** START Data in this exercise **

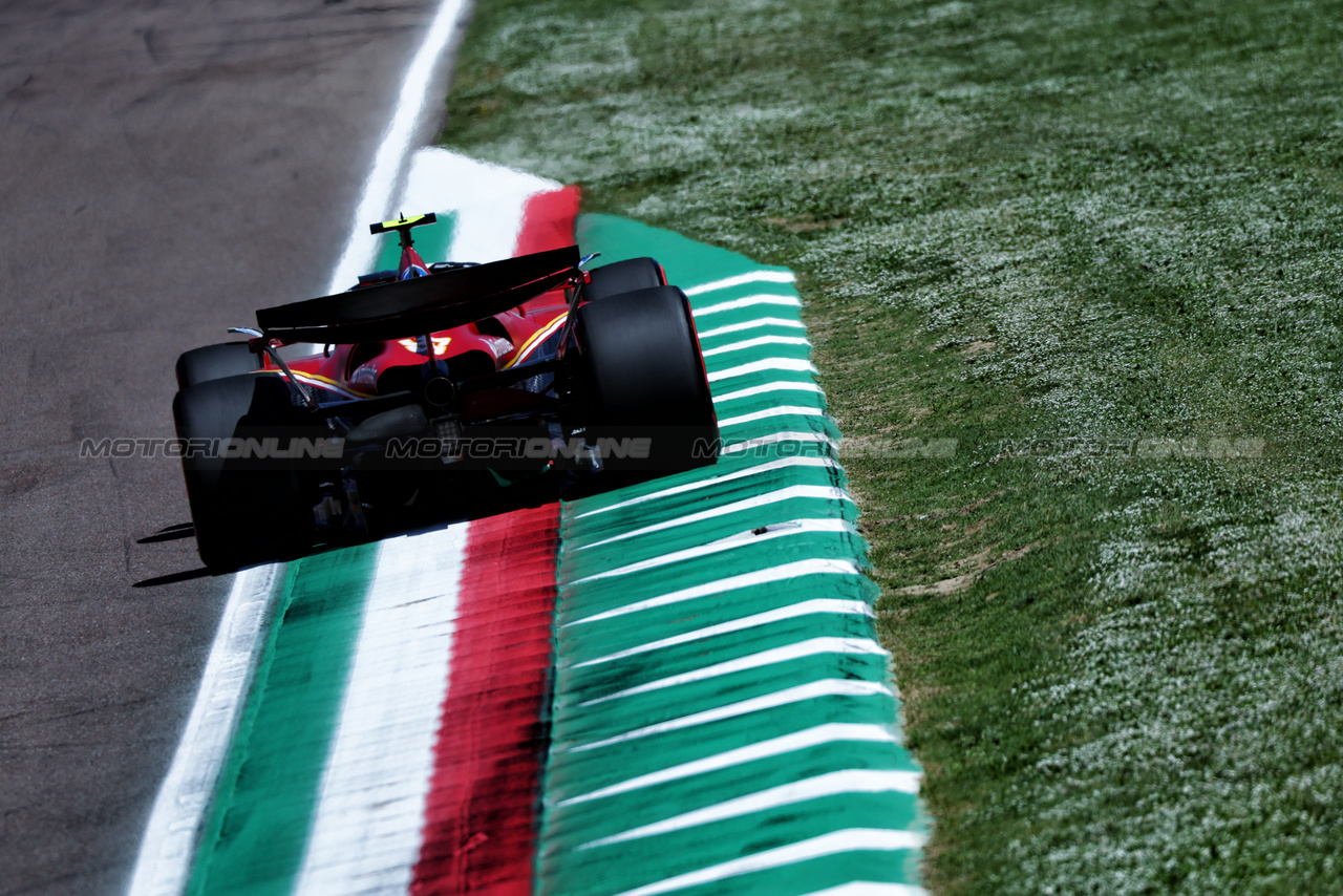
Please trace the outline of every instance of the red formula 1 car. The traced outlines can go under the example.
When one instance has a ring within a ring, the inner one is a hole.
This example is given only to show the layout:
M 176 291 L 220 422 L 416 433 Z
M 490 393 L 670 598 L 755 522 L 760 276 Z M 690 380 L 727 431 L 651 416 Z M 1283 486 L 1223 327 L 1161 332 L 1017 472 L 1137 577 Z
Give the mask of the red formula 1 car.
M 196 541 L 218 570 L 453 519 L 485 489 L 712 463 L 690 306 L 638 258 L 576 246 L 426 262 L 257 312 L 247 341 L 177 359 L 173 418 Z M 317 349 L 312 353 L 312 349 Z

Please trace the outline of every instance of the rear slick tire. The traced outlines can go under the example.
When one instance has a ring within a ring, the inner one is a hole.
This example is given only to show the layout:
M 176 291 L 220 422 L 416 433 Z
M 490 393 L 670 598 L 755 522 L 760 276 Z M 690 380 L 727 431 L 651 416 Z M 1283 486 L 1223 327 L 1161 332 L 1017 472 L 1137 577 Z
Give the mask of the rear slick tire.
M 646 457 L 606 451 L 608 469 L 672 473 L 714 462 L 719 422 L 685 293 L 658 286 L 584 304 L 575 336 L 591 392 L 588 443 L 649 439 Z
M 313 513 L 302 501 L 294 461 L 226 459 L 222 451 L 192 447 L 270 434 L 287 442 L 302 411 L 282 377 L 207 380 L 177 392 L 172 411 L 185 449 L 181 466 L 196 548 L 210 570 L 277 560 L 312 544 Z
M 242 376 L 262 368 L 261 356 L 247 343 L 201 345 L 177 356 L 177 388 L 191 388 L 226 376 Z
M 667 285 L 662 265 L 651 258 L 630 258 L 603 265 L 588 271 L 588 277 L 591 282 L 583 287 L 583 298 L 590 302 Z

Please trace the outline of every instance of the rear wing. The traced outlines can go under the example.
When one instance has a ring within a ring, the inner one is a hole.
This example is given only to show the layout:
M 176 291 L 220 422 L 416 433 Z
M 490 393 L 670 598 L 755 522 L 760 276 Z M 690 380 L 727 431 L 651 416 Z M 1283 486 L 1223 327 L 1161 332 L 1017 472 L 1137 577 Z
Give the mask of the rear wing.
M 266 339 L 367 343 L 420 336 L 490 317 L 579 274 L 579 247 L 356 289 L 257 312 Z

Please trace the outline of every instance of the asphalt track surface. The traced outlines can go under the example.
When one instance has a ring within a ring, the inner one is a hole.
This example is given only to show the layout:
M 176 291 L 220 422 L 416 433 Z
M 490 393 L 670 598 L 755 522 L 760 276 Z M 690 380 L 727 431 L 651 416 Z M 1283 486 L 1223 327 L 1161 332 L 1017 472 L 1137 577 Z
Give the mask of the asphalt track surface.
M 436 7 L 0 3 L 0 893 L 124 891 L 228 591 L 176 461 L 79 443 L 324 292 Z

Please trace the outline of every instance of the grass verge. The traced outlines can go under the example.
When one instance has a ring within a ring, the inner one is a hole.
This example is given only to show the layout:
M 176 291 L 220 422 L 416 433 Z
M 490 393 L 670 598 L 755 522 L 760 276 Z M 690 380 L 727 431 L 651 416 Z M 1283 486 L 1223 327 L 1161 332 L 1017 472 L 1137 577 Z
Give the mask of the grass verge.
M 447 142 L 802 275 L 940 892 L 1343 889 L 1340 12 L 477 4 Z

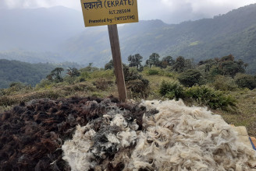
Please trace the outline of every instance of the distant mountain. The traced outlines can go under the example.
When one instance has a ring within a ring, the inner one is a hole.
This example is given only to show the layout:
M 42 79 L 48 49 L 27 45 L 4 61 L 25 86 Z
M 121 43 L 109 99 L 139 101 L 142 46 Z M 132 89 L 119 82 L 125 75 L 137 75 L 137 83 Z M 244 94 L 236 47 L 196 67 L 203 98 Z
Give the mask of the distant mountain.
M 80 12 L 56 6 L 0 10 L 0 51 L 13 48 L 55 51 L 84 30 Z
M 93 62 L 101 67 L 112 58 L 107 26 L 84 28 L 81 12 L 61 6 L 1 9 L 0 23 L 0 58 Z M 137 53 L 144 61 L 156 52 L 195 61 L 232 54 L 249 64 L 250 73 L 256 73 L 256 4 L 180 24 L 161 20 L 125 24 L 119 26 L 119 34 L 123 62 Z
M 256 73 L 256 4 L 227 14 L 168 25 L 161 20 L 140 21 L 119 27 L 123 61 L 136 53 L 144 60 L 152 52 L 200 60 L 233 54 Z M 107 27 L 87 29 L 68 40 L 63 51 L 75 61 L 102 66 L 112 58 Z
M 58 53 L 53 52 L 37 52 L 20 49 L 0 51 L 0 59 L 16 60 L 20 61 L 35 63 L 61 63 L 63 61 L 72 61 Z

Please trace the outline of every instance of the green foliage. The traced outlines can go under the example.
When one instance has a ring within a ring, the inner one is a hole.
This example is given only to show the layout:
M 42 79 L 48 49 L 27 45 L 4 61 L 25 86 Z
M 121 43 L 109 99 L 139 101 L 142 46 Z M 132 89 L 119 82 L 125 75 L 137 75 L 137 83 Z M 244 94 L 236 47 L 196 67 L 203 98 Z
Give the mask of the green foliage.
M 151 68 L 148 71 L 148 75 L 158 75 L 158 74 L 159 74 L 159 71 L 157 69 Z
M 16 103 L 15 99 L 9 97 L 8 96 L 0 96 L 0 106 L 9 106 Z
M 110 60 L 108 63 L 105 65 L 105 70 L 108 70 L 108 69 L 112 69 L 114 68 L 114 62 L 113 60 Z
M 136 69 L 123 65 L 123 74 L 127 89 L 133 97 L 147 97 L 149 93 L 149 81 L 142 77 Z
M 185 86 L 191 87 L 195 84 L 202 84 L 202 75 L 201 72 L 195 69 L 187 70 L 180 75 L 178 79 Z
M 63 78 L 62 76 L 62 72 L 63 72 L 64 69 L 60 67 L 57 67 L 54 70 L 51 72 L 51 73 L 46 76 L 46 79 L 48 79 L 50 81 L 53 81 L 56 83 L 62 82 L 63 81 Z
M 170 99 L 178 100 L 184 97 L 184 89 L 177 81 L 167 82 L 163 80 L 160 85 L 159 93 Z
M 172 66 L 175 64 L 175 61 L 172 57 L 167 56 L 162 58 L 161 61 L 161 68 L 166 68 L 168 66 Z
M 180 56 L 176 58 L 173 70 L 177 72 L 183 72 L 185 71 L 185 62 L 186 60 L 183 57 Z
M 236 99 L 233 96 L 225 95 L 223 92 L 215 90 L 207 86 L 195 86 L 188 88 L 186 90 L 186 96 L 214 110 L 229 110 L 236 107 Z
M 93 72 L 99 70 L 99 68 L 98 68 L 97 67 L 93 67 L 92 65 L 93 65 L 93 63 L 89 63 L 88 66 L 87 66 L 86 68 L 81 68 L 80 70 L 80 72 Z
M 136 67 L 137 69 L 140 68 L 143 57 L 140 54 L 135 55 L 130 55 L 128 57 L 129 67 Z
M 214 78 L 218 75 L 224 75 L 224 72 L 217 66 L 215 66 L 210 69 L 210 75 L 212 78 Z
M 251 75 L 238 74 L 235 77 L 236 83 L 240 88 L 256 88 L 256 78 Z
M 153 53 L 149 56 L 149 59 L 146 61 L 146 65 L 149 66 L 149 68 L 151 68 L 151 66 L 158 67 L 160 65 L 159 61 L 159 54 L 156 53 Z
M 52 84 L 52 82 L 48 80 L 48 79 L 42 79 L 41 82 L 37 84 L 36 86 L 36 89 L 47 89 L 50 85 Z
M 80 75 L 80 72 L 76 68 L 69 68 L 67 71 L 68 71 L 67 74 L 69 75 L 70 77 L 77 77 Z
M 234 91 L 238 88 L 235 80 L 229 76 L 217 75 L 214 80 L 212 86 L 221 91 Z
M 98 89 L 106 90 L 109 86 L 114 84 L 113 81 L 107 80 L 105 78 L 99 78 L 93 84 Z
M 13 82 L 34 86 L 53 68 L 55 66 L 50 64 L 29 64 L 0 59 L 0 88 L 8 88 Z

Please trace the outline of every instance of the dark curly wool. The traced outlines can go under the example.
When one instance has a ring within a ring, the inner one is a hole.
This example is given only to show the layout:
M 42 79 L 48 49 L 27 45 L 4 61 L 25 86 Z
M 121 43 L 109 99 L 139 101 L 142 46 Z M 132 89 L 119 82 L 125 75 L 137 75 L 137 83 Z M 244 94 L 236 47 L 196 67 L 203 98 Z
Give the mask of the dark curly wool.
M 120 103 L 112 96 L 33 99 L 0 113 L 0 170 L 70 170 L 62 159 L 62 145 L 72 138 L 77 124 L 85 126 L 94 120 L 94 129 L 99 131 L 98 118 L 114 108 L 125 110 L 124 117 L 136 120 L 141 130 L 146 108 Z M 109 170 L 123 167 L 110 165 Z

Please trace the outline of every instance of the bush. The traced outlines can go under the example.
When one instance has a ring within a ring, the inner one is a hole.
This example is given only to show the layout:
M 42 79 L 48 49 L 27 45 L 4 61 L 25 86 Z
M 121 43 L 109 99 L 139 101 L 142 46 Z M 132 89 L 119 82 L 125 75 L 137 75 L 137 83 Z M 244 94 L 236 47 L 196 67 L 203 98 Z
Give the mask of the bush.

** END Data in this exercise **

Exercise aim – Render the part of the material that starts with the line containing "Please trace the outline of every instance of the distant" and ends with the line containing "M 58 53 L 53" as a Markdown table, with a column headed Row for the row number and a column headed Material line for the line itself. Omit any blank lines.

Expected answer –
| Row | Material line |
|---|---|
| 1 | Please trace the outline of every instance of the distant mountain. The traced outlines can go under the example. |
| 2 | When one instance has a ring within a ring, the inner one is a hole. |
| 3 | This example is given only to show the layout: |
| 4 | M 42 79 L 48 49 L 27 45 L 4 61 L 25 86 Z |
| 5 | M 121 43 L 109 99 L 139 101 L 142 46 Z M 132 89 L 119 82 L 125 75 L 137 75 L 137 83 Z M 244 94 L 236 47 L 196 67 L 203 98 Z |
| 6 | Give the mask of the distant mountain. |
| 7 | M 80 12 L 56 6 L 0 10 L 0 51 L 13 48 L 55 51 L 84 30 Z |
| 8 | M 93 62 L 101 67 L 112 58 L 107 26 L 84 28 L 81 12 L 61 6 L 1 9 L 0 23 L 0 58 Z M 137 53 L 144 61 L 156 52 L 195 61 L 232 54 L 249 64 L 250 73 L 256 73 L 256 4 L 180 24 L 161 20 L 125 24 L 119 26 L 119 34 L 123 62 Z |
| 9 | M 256 73 L 256 4 L 227 14 L 168 25 L 161 20 L 140 21 L 119 27 L 123 61 L 136 53 L 144 60 L 152 52 L 200 60 L 233 54 Z M 107 27 L 87 29 L 68 40 L 63 51 L 75 61 L 102 66 L 112 58 Z |
| 10 | M 58 53 L 53 52 L 37 52 L 20 49 L 0 51 L 0 59 L 16 60 L 20 61 L 35 63 L 61 63 L 63 61 L 72 61 Z |